▸ **Testo scelto**
Negli incontri di Erice, oltre alle esercitazioni in classe abbiamo realizzato delle misure che prevedevano attività all’esterno.
In un’occasione gli studenti hanno imparato come misurare il raggio terrestre utilizzando dei bastoni e misurando l’ombra del sole; o ancora, abbiamo utilizzato dei rivelatori simili ai telescopi ma portatili (detti “cosmic box”) e siamo andati con gli studenti al livello del mare e in montagna per misurare il flusso dei raggi cosmici a diverse altitudini. In questo modo i ragazzi si sono potuti confrontare anche con l’aspetto pratico della ricerca.
Il progetto prevede anche una serie di collaborazioni.
Quella con Virgo, ad esempio, che è un grande rivelatore (un interferometro con braccia lunghe 3 km) istallato a Cascina (PI) con cui rivelano le onde gravitazionali; la Collaborazione EEE è stata contattata per installare un telescopio nelle vicinanze del loro interferometro. Il telescopio dovrebbe servire da veto, serve cioè a segnalare i processi da scartare.
Ci sono alcuni modelli meteorologici che affermano che i raggi cosmici possano influenzare il clima agendo, ad esempio, sulla formazione delle nuvole.
L’Università di Santiago de Compostela, in Spagna, ha contattato la Collaborazione EEE perché sono interessati ad avere i loro dati per fare questo tipo di studi.

▸ **Domande di studio**
(1) Riporta dal testo scelto tutto ciò che va da "Negli incontri di" giù fino a "pratico della ricerca.".
(2) Rispondi in base al testo scelto:
(a) Oltre a misurare l'ombra del sole, che cosa hanno utilizzato gli studenti per misurare il raggio terrestre?
(b) Quanto sono lunghe le braccia dell'interferometro Virgo?
(c) Quale università ha contattato la Collaborazione EEE, e in quale paese si trova?
Le righe di dati riportate qui non hanno alcun ruolo nell'esercizio.

▸ **Estratti di dati**
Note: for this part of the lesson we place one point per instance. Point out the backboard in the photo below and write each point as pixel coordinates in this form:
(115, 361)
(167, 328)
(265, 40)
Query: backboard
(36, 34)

---

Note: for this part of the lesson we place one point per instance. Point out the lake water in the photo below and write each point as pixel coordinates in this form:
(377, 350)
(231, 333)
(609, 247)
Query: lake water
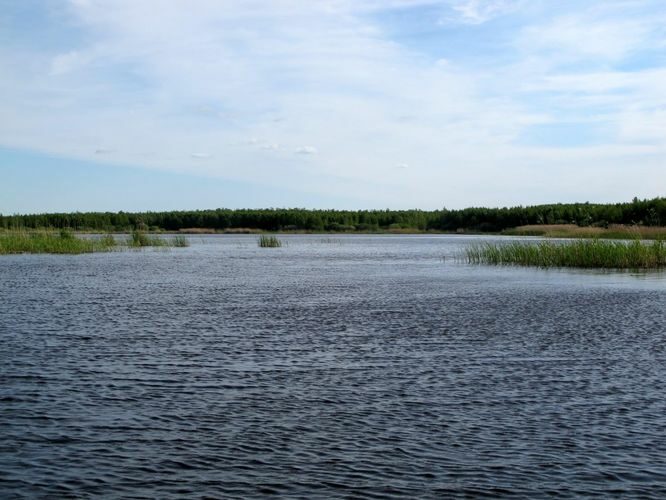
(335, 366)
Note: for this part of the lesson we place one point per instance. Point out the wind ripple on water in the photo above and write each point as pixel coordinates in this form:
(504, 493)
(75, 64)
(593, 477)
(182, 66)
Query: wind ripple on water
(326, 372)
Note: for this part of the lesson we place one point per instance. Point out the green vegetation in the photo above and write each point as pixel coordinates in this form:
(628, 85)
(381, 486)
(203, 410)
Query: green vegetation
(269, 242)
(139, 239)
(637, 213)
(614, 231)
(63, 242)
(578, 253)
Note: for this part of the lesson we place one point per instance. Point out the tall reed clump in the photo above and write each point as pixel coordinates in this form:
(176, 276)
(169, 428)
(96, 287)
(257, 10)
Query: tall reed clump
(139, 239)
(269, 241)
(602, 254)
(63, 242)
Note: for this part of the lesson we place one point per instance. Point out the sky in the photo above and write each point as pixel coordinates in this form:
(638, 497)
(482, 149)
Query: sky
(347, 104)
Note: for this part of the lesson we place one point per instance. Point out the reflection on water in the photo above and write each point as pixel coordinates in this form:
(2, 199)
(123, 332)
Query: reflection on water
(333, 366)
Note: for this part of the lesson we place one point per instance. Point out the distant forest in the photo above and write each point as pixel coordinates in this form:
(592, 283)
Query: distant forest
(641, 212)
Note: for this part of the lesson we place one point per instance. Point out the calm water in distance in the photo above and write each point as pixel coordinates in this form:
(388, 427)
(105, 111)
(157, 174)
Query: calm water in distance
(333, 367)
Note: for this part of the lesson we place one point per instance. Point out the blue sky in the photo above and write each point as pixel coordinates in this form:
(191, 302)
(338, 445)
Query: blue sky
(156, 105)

▸ **Soluzioni dell'esercizio**
(1)
Negli incontri di Erice, oltre alle esercitazioni in classe abbiamo realizzato delle misure che prevedevano attività all’esterno.
In un’occasione gli studenti hanno imparato come misurare il raggio terrestre utilizzando dei bastoni e misurando l’ombra del sole; o ancora, abbiamo utilizzato dei rivelatori simili ai telescopi ma portatili (detti “cosmic box”) e siamo andati con gli studenti al livello del mare e in montagna per misurare il flusso dei raggi cosmici a diverse altitudini. In questo modo i ragazzi si sono potuti confrontare anche con l’aspetto pratico della ricerca.

(2)
(a) Dei bastoni.
(b) 3 km.
(c) L'Università di Santiago de Compostela, in Spagna.